TRY IT:
Could you repeat every record below exactly as written?
[Opening DATASET CONTENT section]
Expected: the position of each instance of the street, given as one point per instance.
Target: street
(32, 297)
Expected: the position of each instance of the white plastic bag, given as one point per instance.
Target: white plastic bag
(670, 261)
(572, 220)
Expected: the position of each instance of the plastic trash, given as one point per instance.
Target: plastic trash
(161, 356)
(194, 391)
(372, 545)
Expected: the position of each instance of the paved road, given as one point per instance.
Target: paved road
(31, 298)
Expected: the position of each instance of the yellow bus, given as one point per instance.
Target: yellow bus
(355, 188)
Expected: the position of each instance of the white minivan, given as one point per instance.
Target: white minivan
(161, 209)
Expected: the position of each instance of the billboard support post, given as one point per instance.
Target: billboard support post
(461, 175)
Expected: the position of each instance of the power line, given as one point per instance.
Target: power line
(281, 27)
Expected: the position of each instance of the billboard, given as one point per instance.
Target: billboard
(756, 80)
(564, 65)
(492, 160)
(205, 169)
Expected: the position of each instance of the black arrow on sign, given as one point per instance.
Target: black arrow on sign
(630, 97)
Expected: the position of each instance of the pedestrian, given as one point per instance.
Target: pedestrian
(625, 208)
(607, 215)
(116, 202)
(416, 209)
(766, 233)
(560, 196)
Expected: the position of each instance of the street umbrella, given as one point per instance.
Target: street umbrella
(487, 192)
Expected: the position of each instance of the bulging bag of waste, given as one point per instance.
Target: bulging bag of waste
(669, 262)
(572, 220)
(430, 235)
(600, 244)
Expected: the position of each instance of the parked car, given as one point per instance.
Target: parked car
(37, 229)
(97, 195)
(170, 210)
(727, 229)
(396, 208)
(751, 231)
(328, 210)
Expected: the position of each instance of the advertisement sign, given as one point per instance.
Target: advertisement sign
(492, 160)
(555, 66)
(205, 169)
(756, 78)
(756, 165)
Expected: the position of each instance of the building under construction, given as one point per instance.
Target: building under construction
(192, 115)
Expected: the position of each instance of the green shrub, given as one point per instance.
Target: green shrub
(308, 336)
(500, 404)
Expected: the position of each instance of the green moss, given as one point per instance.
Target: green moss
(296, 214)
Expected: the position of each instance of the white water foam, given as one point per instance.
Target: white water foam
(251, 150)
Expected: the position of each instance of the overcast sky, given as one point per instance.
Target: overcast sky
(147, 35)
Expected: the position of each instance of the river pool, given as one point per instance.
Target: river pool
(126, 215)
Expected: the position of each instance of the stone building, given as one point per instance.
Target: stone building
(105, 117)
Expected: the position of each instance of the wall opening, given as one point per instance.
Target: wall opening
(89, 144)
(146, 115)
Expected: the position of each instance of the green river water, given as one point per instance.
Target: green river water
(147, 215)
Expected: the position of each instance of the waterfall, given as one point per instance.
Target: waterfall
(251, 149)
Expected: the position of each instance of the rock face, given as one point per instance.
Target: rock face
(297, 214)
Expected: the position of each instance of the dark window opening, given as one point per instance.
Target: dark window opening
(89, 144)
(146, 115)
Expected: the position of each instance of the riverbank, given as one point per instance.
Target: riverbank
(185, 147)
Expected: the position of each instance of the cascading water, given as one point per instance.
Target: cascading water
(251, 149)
[Closing DATASET CONTENT section]
SOLVED EXERCISE:
Expected: the position of each instance of the street, given as one point per instance.
Target: street
(32, 297)
Expected: the position of each instance of the white plastic bag, given as one point per instance.
Target: white plastic bag
(670, 261)
(572, 220)
Expected: the position of each instance of the plastic trash, given as one point per instance.
Target: plastic trash
(161, 356)
(194, 391)
(372, 545)
Expected: the position of each instance of the paved road, given as one point per instance.
Target: paved road
(31, 298)
Expected: the position of each instance of the yellow bus, given as one point per instance.
Target: yellow bus
(355, 188)
Expected: the position of each instance of the white minivan, given as one point per instance.
Target: white minivan
(161, 209)
Expected: the position of each instance of the billboard support post, given as one point per instance.
Target: billboard support post
(461, 175)
Expected: the position of each instance of the power line, given as one point per instance.
Target: power line
(281, 27)
Expected: the position of each instance of the billboard, given as one point per instance.
Target: billboard
(756, 80)
(564, 65)
(492, 160)
(205, 169)
Expected: the position of each instance of the black arrow on sign, given as one point per instance.
Target: black arrow on sign
(630, 97)
Expected: the position of each instance of the pedestrian, given as one point per instance.
Target: pedestrian
(625, 208)
(607, 215)
(116, 202)
(416, 209)
(766, 233)
(560, 196)
Expected: the position of each instance of the street umbrella, given as one point per instance.
Target: street umbrella
(487, 192)
Expected: the position of each instance of the bulging bag of waste, given as one point per instance.
Target: bulging bag of waste
(669, 262)
(572, 220)
(430, 235)
(600, 244)
Expected: the position of each instance of the parked car, given as one point per instance.
Target: parked car
(37, 229)
(97, 195)
(170, 210)
(727, 229)
(396, 208)
(751, 231)
(328, 210)
Expected: the position of each instance of the advertisement sign, given as one point per instance.
Target: advertisement sign
(492, 160)
(555, 66)
(205, 169)
(756, 78)
(756, 165)
Expected: the position of each instance of the building under construction, given as one point per instance.
Target: building under construction
(192, 115)
Expected: the position of each instance of the green shrub, given as one point per instance.
Target: green shrub
(308, 336)
(500, 404)
Expected: the position of each instance of the green moss, given as one point per instance.
Target: green moss
(296, 214)
Expected: the position of each instance of the white water foam, given as one point per instance.
Target: white water foam
(251, 150)
Expected: the position of each instance of the overcast sky, given as one point per instance.
Target: overcast sky
(147, 35)
Expected: the position of each instance of the river pool, given as one point per instance.
Target: river pool
(126, 215)
Expected: the position of each instance of the stone building, given as one point per instance.
Target: stone building
(105, 117)
Expected: the position of each instance of the wall opening, given as one point per instance.
Target: wall opening
(89, 144)
(146, 115)
Expected: the position of each instance of the green river water, given as one point per instance.
Target: green river water
(147, 215)
Expected: the position of each instance of the waterfall, given as one point per instance.
Target: waterfall
(251, 149)
Expected: the position of each instance of the rock face, given as one point per instance.
Target: rock face
(297, 214)
Expected: the position of each instance of the dark window opening, given as one point per instance.
Target: dark window opening
(89, 144)
(146, 115)
Expected: the position of each instance of the riverbank, given as one point per instance.
Target: riverbank
(185, 147)
Expected: the position of each instance of the cascading water, given as one point per instance.
Target: cascading water
(251, 149)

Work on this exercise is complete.